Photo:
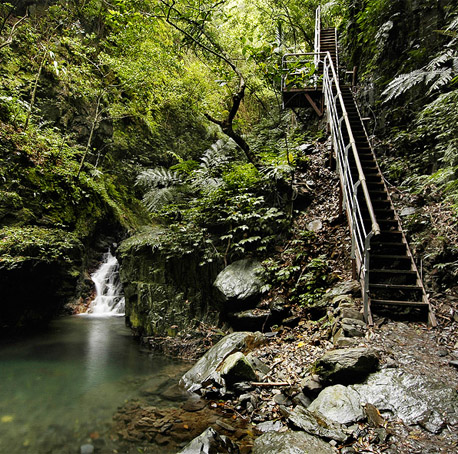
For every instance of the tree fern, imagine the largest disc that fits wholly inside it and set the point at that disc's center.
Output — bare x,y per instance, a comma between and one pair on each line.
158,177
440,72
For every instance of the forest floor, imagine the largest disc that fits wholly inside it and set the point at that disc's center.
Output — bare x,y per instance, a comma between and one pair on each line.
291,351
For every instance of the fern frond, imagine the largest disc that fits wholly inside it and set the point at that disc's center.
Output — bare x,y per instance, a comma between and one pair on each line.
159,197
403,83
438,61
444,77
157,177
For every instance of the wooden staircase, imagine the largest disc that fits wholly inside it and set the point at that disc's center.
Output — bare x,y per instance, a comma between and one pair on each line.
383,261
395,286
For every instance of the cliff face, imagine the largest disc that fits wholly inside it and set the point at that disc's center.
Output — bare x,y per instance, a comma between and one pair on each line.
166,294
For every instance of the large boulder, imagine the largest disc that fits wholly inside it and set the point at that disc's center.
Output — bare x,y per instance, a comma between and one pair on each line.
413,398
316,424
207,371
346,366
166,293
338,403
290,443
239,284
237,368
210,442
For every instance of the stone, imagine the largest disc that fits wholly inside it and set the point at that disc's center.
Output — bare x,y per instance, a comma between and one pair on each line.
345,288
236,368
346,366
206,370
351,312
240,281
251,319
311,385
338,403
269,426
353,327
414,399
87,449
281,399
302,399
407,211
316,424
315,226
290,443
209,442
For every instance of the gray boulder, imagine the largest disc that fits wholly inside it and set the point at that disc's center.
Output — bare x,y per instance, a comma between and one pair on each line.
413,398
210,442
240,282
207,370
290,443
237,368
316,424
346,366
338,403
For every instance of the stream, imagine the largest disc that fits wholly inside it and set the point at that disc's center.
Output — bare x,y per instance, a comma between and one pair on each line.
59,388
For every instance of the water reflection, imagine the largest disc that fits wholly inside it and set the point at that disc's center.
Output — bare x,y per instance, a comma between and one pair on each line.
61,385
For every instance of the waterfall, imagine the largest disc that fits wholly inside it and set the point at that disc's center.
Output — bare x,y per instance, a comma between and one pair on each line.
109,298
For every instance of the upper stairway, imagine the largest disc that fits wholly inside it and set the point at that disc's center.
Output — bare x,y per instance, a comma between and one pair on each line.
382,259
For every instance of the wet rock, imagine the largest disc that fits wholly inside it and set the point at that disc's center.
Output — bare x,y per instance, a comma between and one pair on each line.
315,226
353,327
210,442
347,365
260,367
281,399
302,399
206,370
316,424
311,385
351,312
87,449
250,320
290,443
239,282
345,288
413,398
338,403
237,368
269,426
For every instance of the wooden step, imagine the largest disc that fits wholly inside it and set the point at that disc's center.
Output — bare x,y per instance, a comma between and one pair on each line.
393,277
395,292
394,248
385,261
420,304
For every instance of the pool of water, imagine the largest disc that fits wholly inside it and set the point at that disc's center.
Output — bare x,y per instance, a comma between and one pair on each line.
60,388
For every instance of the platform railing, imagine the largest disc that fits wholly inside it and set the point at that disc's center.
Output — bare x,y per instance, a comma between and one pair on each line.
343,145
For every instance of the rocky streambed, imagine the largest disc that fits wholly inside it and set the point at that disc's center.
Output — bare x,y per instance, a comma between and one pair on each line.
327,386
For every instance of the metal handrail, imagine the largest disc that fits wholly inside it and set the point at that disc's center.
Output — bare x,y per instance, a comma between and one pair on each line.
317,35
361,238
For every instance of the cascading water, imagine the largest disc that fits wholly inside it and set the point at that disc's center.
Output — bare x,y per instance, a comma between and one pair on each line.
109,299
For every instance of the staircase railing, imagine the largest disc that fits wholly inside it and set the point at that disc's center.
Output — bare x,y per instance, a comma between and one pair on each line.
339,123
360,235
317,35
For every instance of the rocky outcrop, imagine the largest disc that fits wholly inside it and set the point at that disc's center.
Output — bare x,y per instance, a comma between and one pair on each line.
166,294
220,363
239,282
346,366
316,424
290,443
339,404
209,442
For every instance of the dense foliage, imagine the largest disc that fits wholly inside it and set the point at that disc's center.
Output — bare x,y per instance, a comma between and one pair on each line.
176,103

----

What is asked: Make an exact copy of all entries above, dropping the images.

Output for this task:
Photo:
For every instance of the tree fern, imagine the largest disc that fits wholly inside it and set the point at that disc's center.
Output — bare x,y per instance, a comma between and one pair on each line.
158,177
440,72
For every instance of the forest floor, imagine the largest disc that fits wholly inside it and set the point at that disc's center.
Output — bare x,y per instance, a comma between and one pair on each line.
291,351
For every instance of the fern frond, imagine the largest disc that fits wholly inside it and set the point at that disc's center.
Output — bare x,y per instance, a comma between and one pair on each line.
159,197
403,83
438,61
444,77
157,177
For every instance of the wooden staircase, imagine the largest disc that fits wholly inside it and set the point at that disc's center.
Output — bare x,y per instance, a comma between and one pair on each line.
383,261
395,286
For every instance of the cliff face, imagine the largest disc that fits wholly inside it and set the point at that disc's center.
Output — bare x,y per instance, a comma between and one pair on each line.
166,294
For every instance of the large boulder, imagine the largest disc that fits wholly inside it and set the point at that disc's center.
Output — bare x,y per instance, a comma between and one pair on each line.
413,398
316,424
207,371
346,366
166,293
338,403
290,443
239,284
237,368
210,442
For every instance of the stone, imagine the largest disc that fits wholly inside it and set the point at that disc's center.
Output — bare x,y per instance, a comma between and one pair on each line.
345,288
236,368
346,366
206,370
351,312
240,281
251,319
311,385
338,403
269,426
353,327
414,399
87,449
281,399
302,399
407,211
316,424
315,226
290,443
209,442
For every instance of the gray boulder, imagine the largest disc that fits wholly inside it and set the point at that disc's center.
Output — bare x,y per instance, a comma between and one pair on each line.
413,398
210,442
240,282
207,370
290,443
237,368
316,424
346,366
338,403
For every instance of the stream, imagine the largest disc that fits wholly inside it and set the point at that disc's center.
Output — bare x,y per instance, a comma between and one pair on each line.
59,388
For every instance of the water reflection, imagine the largest disc that fits wholly inside it and set the point at that disc's center.
Output — bare x,y per instance, a comma between and one pair on each line.
61,385
For every instance of the waterfall, imagine the largest disc that fits wholly inside it and set the point at that disc's center.
Output — bare x,y per instance, a comma between and one pair on each line.
109,298
For every instance of the upper stairway, imagine the largest disc that fits wholly inside it and set the point at that disc's center.
Output — bare x,y per instance, a comma between and one pair on each line.
382,259
For every instance of the wet rock, imagine the largest disc that fits wholly inside it and set the point at that disc's center.
Output — bare x,y per instance, a comma between and one pair on each line.
315,226
353,327
210,442
347,365
260,367
281,399
302,399
206,370
316,424
311,385
351,312
87,449
250,320
290,443
239,282
345,288
413,398
338,403
237,368
269,426
For every instance of the wooden step, imagine the largest disc that fits wholly inside it and set the point at that disc's center.
Output — bare x,y per instance, a comma between and one pair on each line.
393,277
395,292
394,248
385,261
420,304
For every instance of the pool of water, imagine the largest disc that fits wholly inside it and set the point at that disc's center.
Output — bare x,y per instance, a comma between and one pair on each line.
60,388
For every instance of the platform railing, imagine the largest disc that fits wholly inside it and set the point at that disc's center.
Output — bare x,y per instance, a comma between and one pair on each line.
343,145
For every instance of the rocky streambed, imagine the largest disc that fits wholly inside it and set the point at that disc's center.
Output — bare x,y per instance, a comma between and one pair on each line.
327,386
For every instance of the metal handrail, imagine the largest disc that fits wholly inside it and set the point at that disc's center.
Output — bare x,y per instance, a comma between and one pair on each line.
317,35
361,238
For every instance of the cascading water, imagine the largest disc that fits wholly inside it and set the point at that disc's center.
Output — bare x,y per instance, a comma between and one pair on each line.
109,299
For every instance of the staircase railing, imagine the largest disc that fits wholly inside it and set the point at that disc's center.
Output — bare x,y per instance, a comma between and one pair on each line.
339,123
360,235
317,35
For every instance of the rocky outcrop, imagine the largest disc that fits wholly inside it and set the point at that disc's center.
Output — bare x,y per instance, a comma between and one pair on each line.
166,294
220,363
239,282
346,366
316,424
290,443
339,404
209,442
For every instance of the dense foliage, imagine the largest disc that fits wholly inside it and set the point at that disc's center.
Output — bare x,y per instance, a comma between and one pair on each line.
176,103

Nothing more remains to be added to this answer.